• [Source passage]
-- begin --

The problem is knowing what to log so that you don't have a trace with the
proof you are searching which is to big to be usefull. Purify gives me an
hint about that. In memory safe languages, I don't know where to start, or
more precisely, I've to start far further. With the run-time of the
program I'm working on, that's a major advantage.

> The important tidbit that makes it all work is that bugs anywhere in the
> program can't mess the logging subsystem.
>
> Let's face it. Memory safety is too nice a property. If the argument is
> that it leads to messier languages and slower programs, I'd agree. But
> IMHO the arguments brought in this thread didn't carry much weight.
>
> So my answer to "Purify can't tell you..." is "Because you don't need
> Purify".

I don't agree. In C++, you are able to express some of your design
assumptions about the life time of your objets (this is an automatic
objects, this object should now no more be accessed). As provided, C++ has
a limited set of such policies (static objects, automatic objects, raw
pointers, reference, smart_ptr) and has a mecanism (smart pointers) to
provide others. In some case, we have enforced sematic with it, in other
no (some people use references as soon at it can never be NULL in a correct
program, other have different rules; I've seen smart pointers introduced
just as a way to document the policy). purify allows to (partially) check
some part of the policies where it can't be checked statically.

-- end --

• [Given task 1] Reproduce, word for word, the part of the post about Purify that opens with the words containing "The problem is" and closes with "a major advantage.".
• [Given task 2]
Answer these from the post about Purify:
(a) In the quoted reply, what makes it all work?
(b) Which lifetime policies does C++ provide as listed?
(c) What does the writer say Purify allows?
The entries after this come from a separate source.

• [Data lines]

-- begin --

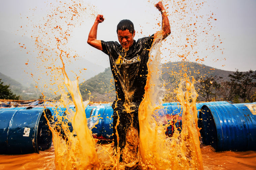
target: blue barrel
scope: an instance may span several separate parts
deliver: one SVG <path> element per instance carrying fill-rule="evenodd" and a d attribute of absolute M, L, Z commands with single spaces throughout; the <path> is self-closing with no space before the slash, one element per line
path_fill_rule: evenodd
<path fill-rule="evenodd" d="M 31 109 L 33 108 L 31 106 L 27 106 L 25 107 L 20 107 L 17 108 L 0 108 L 0 110 L 19 110 L 20 109 Z"/>
<path fill-rule="evenodd" d="M 52 134 L 46 117 L 49 109 L 0 110 L 0 154 L 25 154 L 51 147 Z"/>
<path fill-rule="evenodd" d="M 216 151 L 256 150 L 256 115 L 246 104 L 252 104 L 203 105 L 198 123 L 203 143 Z"/>
<path fill-rule="evenodd" d="M 196 109 L 197 110 L 199 110 L 203 105 L 215 105 L 216 104 L 225 104 L 230 103 L 233 103 L 233 102 L 230 101 L 209 101 L 209 102 L 196 103 Z"/>
<path fill-rule="evenodd" d="M 87 108 L 85 109 L 88 127 L 91 123 L 95 123 L 98 119 L 99 122 L 95 127 L 91 129 L 93 137 L 102 140 L 113 139 L 113 119 L 114 111 L 110 107 Z"/>
<path fill-rule="evenodd" d="M 180 105 L 180 102 L 166 102 L 166 103 L 164 103 L 162 104 L 162 105 L 163 106 L 167 106 L 167 105 Z"/>

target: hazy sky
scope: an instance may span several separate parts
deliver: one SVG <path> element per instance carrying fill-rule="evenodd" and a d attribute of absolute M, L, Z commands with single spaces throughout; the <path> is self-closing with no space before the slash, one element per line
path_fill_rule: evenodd
<path fill-rule="evenodd" d="M 120 20 L 124 19 L 129 19 L 134 23 L 135 31 L 138 31 L 135 37 L 136 40 L 160 30 L 160 27 L 157 24 L 161 20 L 160 15 L 154 6 L 157 1 L 84 1 L 84 4 L 90 3 L 90 5 L 94 6 L 92 8 L 91 7 L 92 15 L 81 18 L 84 22 L 81 26 L 73 30 L 72 38 L 69 41 L 69 45 L 76 50 L 79 55 L 104 67 L 109 67 L 108 56 L 90 47 L 86 43 L 88 34 L 98 13 L 103 14 L 105 18 L 99 26 L 97 36 L 99 39 L 118 41 L 116 26 Z M 188 3 L 194 1 L 185 1 Z M 213 26 L 210 31 L 212 35 L 208 34 L 205 39 L 200 35 L 198 35 L 198 39 L 202 40 L 201 42 L 197 43 L 198 46 L 196 47 L 199 52 L 199 58 L 207 56 L 200 63 L 226 70 L 234 71 L 236 69 L 244 71 L 250 69 L 256 70 L 256 1 L 219 0 L 204 2 L 204 5 L 197 12 L 198 16 L 201 15 L 204 17 L 199 17 L 200 19 L 198 19 L 199 20 L 198 23 L 201 23 L 201 27 L 198 28 L 198 30 L 196 31 L 200 31 L 200 29 L 202 31 L 202 27 L 207 27 L 205 16 L 210 16 L 213 13 L 213 18 L 217 20 L 213 19 L 213 21 L 210 22 L 211 25 Z M 28 23 L 27 16 L 32 20 L 31 22 L 41 22 L 43 20 L 43 17 L 49 14 L 51 9 L 46 5 L 46 4 L 50 3 L 58 5 L 58 1 L 46 1 L 45 2 L 41 0 L 1 1 L 0 30 L 17 33 L 17 30 L 21 26 L 24 26 Z M 169 11 L 169 13 L 171 14 L 175 10 L 172 8 L 173 1 L 165 1 L 163 3 L 165 4 L 168 4 L 167 6 L 169 8 L 166 11 Z M 189 12 L 188 15 L 193 13 L 193 12 Z M 182 44 L 184 36 L 180 35 L 182 34 L 180 32 L 180 25 L 177 24 L 179 21 L 179 15 L 175 15 L 169 16 L 172 36 L 170 36 L 165 42 L 163 42 L 161 50 L 162 55 L 165 57 L 163 62 L 180 59 L 177 56 L 178 53 L 181 52 L 179 51 L 180 49 L 176 47 Z M 184 20 L 184 22 L 187 21 Z M 197 25 L 199 24 L 197 24 Z M 26 29 L 28 32 L 31 30 L 29 27 Z M 140 33 L 141 31 L 142 33 Z M 220 35 L 221 40 L 220 41 L 223 43 L 219 45 L 220 48 L 223 49 L 213 51 L 205 50 L 205 47 L 212 46 L 212 44 L 217 43 L 214 41 L 213 35 Z M 185 40 L 184 43 L 186 43 L 185 41 Z M 221 54 L 222 51 L 223 54 Z M 189 58 L 189 60 L 195 61 L 195 59 Z"/>

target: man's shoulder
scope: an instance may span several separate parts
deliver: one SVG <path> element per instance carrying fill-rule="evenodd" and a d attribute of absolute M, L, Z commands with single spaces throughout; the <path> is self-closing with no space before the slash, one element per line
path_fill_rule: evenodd
<path fill-rule="evenodd" d="M 153 34 L 153 35 L 149 36 L 148 37 L 145 37 L 138 39 L 137 41 L 137 43 L 138 44 L 141 44 L 143 45 L 144 45 L 145 44 L 150 45 L 153 42 L 154 38 L 154 34 Z"/>
<path fill-rule="evenodd" d="M 120 44 L 119 43 L 117 42 L 117 41 L 105 41 L 103 40 L 101 40 L 101 44 L 103 44 L 106 45 L 115 45 L 115 46 L 118 46 Z"/>

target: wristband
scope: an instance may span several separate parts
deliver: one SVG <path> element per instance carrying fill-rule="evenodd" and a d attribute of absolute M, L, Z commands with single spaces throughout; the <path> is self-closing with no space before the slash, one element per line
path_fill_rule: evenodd
<path fill-rule="evenodd" d="M 166 12 L 166 11 L 165 11 L 165 10 L 163 10 L 162 11 L 161 11 L 161 13 L 163 13 L 164 12 Z"/>

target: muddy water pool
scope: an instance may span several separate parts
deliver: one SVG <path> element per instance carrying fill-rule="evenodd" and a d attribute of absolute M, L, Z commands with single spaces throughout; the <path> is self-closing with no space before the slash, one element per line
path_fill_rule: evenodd
<path fill-rule="evenodd" d="M 200 147 L 204 169 L 256 169 L 256 151 L 216 152 L 210 146 Z M 0 169 L 55 169 L 54 158 L 53 144 L 39 154 L 0 155 Z"/>

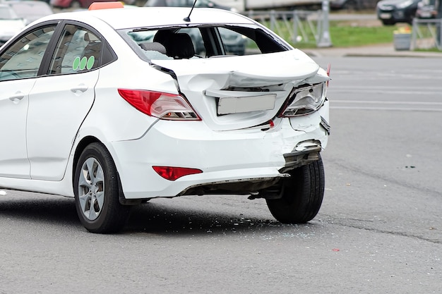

-- end --

• [Right answer 1]
The problem is knowing what to log so that you don't have a trace with the
proof you are searching which is to big to be usefull. Purify gives me an
hint about that. In memory safe languages, I don't know where to start, or
more precisely, I've to start far further. With the run-time of the
program I'm working on, that's a major advantage.

• [Right answer 2]
(a) Bugs anywhere in the program can't mess the logging subsystem.
(b) Static objects, automatic objects, raw pointers, reference, and smart_ptr.
(c) It allows partially checking some part of the policies where they can't be checked statically.